## Start EXTRACT TO READ

- Regular edition cover

Single by Kirari Tsukishima starring Koharu Kusumi (Morning Musume)

from the album Kirarin Land
- A-side: "Happy"
- B-side: "Koi no Mahō wa Habibi no Bi"
- Released: May 2, 2007 (CD single) May 9, 2007 (DVD single)
- Recorded: 2007
- Genre: J-pop
- Label: Zetima
- Songwriter: Bounceback
- Lyricist: Bounceback

Kirari Tsukishima starring Koharu Kusumi (Morning Musume) singles chronology
| "Balalaika" (2006) | "Happy" (2007) | "Chance!" (2007) |

Kirarin Revolution singles chronology
| "Balalaika" (2006) | "Happy" (2007) | "Hana o Pūn / Futari wa NS" (2007) |

Music video
- "Happy" on YouTube

= Happy (Koharu Kusumi song) =

"Happy" (ハッピー☆彡, Happī) is the third opening theme song from the Japanese anime Kirarin Revolution. The song was released on May 2, 2007 and is performed by Koharu Kusumi from Morning Musume, credited as "Kirari Tsukishima starring Koharu Kusumi (Morning Musume)" (月島きらり starring 久住小春(モーニング娘。)). The song was released as Kirari Tsukishima's third single, who Kusumi portrays in the show.

==Background and release==

"Happy" is the third opening theme song to Kirarin Revolution and is performed by Koharu Kusumi from Morning Musume, who voices the main character, Kirari Tsukishima. The song was released as the character's third single and Kusumi is credited as "Kirari Tsukishima starring Koharu Kusumi (Morning Musume)" (月島きらり starring 久住小春(モーニング娘。)). Regarding the song, Kusumi said, "Listening to 'Happy' gave off a 'Koharu happy' kind of feeling."

To promote the song, Oha Suta aired live-action episodic segments titled "The Secret Behind the New Song 'Happy from April 23, 2007 to May 2, 2007. The episode is a fictional account of how Kirari recorded the song with a "psychedelic" music director named Jake Shimamura, with Kusumi reprising her role from the show.

The single was released on May 2, 2007 under the Zetima label. "Koi no Mahō wa Habibi no Bi", the fifth ending theme song to Kirarin Revolution, was included as a B-side and is also performed by Kusumi under her character's name. The song is fast-paced and full of nonsensical words. Kusumi was confused by the lyrics, as she had stated, "My eyes went blank... I was thinking, 'What does 'habibi no bi' mean?"

The limited edition featured an alternate cover and an exclusive version of Takara Tomy's paper doll Millefeui Card from Kirarin Revolution, while the first press bonus for the regular edition came with a large sticker.

## End EXTRACT TO READ
## Start EXCERPTED DATA

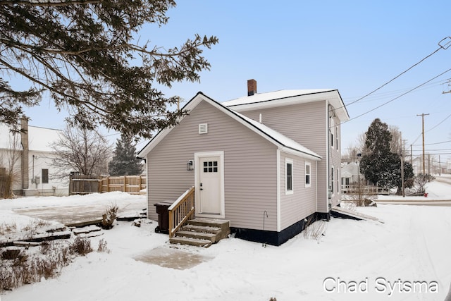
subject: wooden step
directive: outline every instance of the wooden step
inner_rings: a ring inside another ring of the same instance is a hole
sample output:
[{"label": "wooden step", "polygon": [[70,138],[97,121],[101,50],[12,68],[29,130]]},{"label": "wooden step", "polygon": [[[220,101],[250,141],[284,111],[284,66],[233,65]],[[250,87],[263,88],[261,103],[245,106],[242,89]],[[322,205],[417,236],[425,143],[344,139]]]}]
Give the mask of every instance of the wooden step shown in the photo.
[{"label": "wooden step", "polygon": [[183,236],[175,236],[169,239],[171,243],[178,243],[180,245],[189,245],[196,247],[209,247],[213,242],[211,240],[197,239],[192,238],[185,238]]},{"label": "wooden step", "polygon": [[200,233],[213,233],[218,234],[221,232],[221,228],[210,227],[208,226],[197,226],[187,224],[182,227],[183,231],[199,232]]},{"label": "wooden step", "polygon": [[175,237],[185,237],[185,238],[197,238],[197,239],[202,239],[206,240],[210,240],[211,242],[214,243],[216,242],[216,235],[217,234],[214,233],[199,233],[195,231],[178,231],[175,234]]},{"label": "wooden step", "polygon": [[208,247],[228,236],[230,233],[230,223],[229,221],[221,219],[192,219],[187,221],[169,242]]}]

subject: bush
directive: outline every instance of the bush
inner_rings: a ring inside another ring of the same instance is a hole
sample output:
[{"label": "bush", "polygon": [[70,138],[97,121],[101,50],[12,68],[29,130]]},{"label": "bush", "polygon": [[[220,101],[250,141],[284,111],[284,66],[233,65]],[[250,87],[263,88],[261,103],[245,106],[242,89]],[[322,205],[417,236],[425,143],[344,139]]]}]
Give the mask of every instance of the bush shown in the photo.
[{"label": "bush", "polygon": [[431,181],[435,180],[435,178],[431,175],[419,174],[415,177],[414,185],[417,192],[424,192],[424,186]]},{"label": "bush", "polygon": [[101,227],[104,229],[113,228],[113,223],[116,221],[118,209],[118,205],[111,205],[106,209],[106,212],[102,216],[101,219]]},{"label": "bush", "polygon": [[[106,251],[106,242],[99,242],[99,247]],[[0,292],[38,282],[42,277],[54,277],[63,266],[70,263],[76,254],[84,256],[91,252],[91,241],[88,238],[78,237],[69,243],[66,240],[43,242],[40,254],[32,256],[23,250],[16,259],[0,261]]]},{"label": "bush", "polygon": [[92,252],[91,240],[86,238],[77,237],[70,245],[70,250],[73,254],[77,253],[80,255],[85,256]]}]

## End EXCERPTED DATA

→ **INSTRUCTION 1**:
Copy the article on "Happy" from "Single by Kirari" up to and including "2007 (DVD single)", swapping "CD single" for "compact disc single".
→ **INSTRUCTION 2**:
According to the article on "Happy," what is the name of the music director with whom Kirari records the song in the Oha Suta segments?
Use only the article on "Happy" and nothing beyond it.

→ **WORKED ANSWER 1**:
Single by Kirari Tsukishima starring Koharu Kusumi (Morning Musume)

from the album Kirarin Land
- A-side: "Happy"
- B-side: "Koi no Mahō wa Habibi no Bi"
- Released: May 2, 2007 (compact disc single) May 9, 2007 (DVD single)

→ **WORKED ANSWER 2**:
Jake Shimamura